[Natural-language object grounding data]
◇ ◇ ◇ ◇ ◇ ◇ ◇

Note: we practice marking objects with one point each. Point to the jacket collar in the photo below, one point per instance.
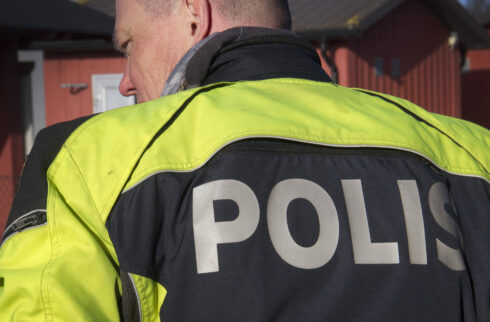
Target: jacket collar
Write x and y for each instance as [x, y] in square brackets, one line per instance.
[246, 53]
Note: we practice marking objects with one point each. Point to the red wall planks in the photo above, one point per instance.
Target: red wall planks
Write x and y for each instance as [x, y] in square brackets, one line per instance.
[11, 136]
[413, 37]
[63, 104]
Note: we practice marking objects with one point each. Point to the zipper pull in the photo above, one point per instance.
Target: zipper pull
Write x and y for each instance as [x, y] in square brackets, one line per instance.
[30, 221]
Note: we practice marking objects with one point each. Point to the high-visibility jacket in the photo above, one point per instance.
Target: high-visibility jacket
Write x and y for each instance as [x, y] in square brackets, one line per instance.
[281, 199]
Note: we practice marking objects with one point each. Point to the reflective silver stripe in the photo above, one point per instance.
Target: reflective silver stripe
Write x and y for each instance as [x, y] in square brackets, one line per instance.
[137, 296]
[308, 142]
[12, 235]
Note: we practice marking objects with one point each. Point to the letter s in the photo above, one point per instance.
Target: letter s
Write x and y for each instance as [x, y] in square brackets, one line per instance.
[438, 198]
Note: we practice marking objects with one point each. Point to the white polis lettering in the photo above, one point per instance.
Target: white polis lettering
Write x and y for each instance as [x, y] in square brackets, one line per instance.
[365, 251]
[208, 233]
[414, 221]
[302, 257]
[438, 199]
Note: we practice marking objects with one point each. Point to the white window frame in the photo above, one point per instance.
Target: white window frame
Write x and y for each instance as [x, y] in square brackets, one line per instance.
[100, 82]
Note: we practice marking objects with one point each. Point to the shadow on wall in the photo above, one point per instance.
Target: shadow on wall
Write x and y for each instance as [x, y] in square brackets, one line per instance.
[476, 97]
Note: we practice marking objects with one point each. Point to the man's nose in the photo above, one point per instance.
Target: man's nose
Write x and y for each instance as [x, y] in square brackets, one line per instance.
[126, 87]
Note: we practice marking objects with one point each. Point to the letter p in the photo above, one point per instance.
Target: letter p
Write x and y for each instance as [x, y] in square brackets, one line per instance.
[208, 233]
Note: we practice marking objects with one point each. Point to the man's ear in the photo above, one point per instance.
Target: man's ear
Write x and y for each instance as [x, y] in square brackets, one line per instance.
[199, 22]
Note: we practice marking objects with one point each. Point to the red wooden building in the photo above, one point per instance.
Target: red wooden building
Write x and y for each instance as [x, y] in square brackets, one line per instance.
[60, 63]
[49, 50]
[408, 48]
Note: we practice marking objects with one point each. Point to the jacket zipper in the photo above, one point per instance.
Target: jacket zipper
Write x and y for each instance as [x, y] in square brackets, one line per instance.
[27, 221]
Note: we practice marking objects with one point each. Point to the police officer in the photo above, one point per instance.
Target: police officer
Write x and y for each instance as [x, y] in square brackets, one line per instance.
[255, 190]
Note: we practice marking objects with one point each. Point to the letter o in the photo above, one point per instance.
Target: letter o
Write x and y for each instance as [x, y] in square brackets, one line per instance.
[302, 257]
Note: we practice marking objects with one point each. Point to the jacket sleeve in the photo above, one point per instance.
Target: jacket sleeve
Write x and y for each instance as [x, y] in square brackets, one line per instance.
[55, 264]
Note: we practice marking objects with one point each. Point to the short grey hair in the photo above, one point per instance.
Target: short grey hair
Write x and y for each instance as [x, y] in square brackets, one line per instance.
[262, 13]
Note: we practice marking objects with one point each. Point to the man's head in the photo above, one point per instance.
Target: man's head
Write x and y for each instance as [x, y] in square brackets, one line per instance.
[155, 34]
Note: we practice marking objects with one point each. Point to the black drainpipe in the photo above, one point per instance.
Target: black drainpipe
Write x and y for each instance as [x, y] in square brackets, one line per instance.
[330, 62]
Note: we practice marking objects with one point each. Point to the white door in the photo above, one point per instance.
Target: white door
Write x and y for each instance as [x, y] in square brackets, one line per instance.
[105, 93]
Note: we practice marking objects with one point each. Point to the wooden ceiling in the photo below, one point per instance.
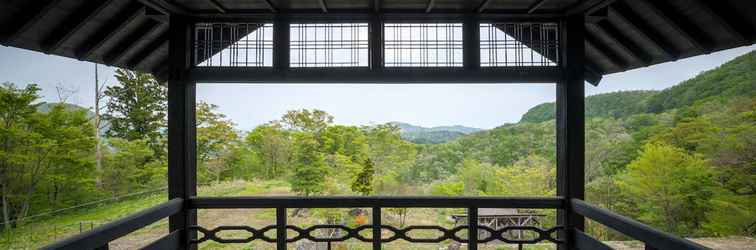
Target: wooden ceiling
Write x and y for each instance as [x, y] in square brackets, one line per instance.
[621, 34]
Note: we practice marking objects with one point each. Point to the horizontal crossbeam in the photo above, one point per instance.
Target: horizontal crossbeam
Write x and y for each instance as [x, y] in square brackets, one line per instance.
[373, 201]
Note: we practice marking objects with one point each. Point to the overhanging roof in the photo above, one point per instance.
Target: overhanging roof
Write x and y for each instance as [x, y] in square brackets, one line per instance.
[620, 35]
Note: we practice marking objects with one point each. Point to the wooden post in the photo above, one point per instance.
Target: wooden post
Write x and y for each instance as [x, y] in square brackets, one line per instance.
[182, 170]
[377, 228]
[281, 43]
[471, 42]
[570, 119]
[375, 42]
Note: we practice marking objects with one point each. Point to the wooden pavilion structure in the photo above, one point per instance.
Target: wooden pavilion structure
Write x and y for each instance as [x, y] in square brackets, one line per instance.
[566, 42]
[499, 218]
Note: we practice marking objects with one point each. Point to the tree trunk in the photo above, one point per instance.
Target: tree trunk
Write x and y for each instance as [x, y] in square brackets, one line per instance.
[6, 217]
[98, 147]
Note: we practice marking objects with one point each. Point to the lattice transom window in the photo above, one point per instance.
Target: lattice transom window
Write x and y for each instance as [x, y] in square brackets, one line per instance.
[519, 44]
[423, 45]
[233, 45]
[328, 45]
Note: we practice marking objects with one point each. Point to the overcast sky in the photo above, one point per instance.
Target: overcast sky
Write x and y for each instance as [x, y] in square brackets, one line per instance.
[248, 105]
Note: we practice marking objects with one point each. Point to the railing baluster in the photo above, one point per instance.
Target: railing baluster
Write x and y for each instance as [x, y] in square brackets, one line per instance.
[377, 228]
[281, 228]
[472, 228]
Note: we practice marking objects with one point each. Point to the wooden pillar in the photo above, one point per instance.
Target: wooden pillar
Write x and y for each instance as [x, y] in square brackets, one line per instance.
[281, 43]
[182, 170]
[376, 42]
[570, 119]
[471, 42]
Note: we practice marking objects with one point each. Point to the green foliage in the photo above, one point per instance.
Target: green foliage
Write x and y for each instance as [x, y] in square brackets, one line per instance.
[130, 167]
[607, 105]
[734, 78]
[137, 109]
[43, 156]
[309, 166]
[270, 149]
[216, 142]
[671, 189]
[363, 183]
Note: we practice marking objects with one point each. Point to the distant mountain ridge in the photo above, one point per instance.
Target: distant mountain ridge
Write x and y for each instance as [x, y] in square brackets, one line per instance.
[433, 135]
[732, 79]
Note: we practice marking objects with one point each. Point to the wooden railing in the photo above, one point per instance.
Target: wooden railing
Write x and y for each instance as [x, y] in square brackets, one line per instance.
[652, 238]
[100, 237]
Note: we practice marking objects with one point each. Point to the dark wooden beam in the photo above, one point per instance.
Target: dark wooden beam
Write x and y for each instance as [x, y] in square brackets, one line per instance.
[374, 201]
[375, 42]
[471, 43]
[28, 20]
[533, 7]
[167, 7]
[604, 50]
[366, 75]
[587, 6]
[626, 15]
[148, 51]
[323, 6]
[182, 128]
[652, 237]
[102, 235]
[74, 23]
[114, 26]
[598, 15]
[623, 42]
[281, 44]
[570, 125]
[673, 19]
[128, 43]
[483, 6]
[272, 7]
[217, 5]
[430, 5]
[732, 22]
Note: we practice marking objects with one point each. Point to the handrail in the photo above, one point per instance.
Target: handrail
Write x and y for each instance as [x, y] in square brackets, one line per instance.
[634, 229]
[373, 201]
[104, 234]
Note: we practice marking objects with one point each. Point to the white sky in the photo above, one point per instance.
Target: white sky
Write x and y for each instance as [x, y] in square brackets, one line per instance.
[248, 105]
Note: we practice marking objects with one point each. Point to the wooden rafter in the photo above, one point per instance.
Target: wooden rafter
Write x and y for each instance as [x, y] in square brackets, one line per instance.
[537, 4]
[483, 6]
[29, 19]
[648, 33]
[622, 41]
[129, 43]
[323, 6]
[587, 6]
[430, 5]
[74, 24]
[673, 19]
[148, 51]
[732, 22]
[109, 30]
[167, 7]
[272, 7]
[604, 50]
[218, 6]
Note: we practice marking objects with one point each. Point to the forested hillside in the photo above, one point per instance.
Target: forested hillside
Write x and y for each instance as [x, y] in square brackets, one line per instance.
[434, 135]
[682, 159]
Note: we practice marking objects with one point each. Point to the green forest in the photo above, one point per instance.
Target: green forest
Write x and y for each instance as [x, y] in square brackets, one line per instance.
[682, 159]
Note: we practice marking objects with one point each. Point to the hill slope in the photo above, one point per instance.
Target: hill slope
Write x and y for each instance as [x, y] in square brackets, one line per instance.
[734, 78]
[433, 135]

◇ ◇ ◇ ◇ ◇ ◇ ◇

### What to work on
Show all lines above holding "pull".

### Finished task
Note: we practice marking objects with one point each. Point to the zipper pull in the photo above, one point per instance.
Target: zipper pull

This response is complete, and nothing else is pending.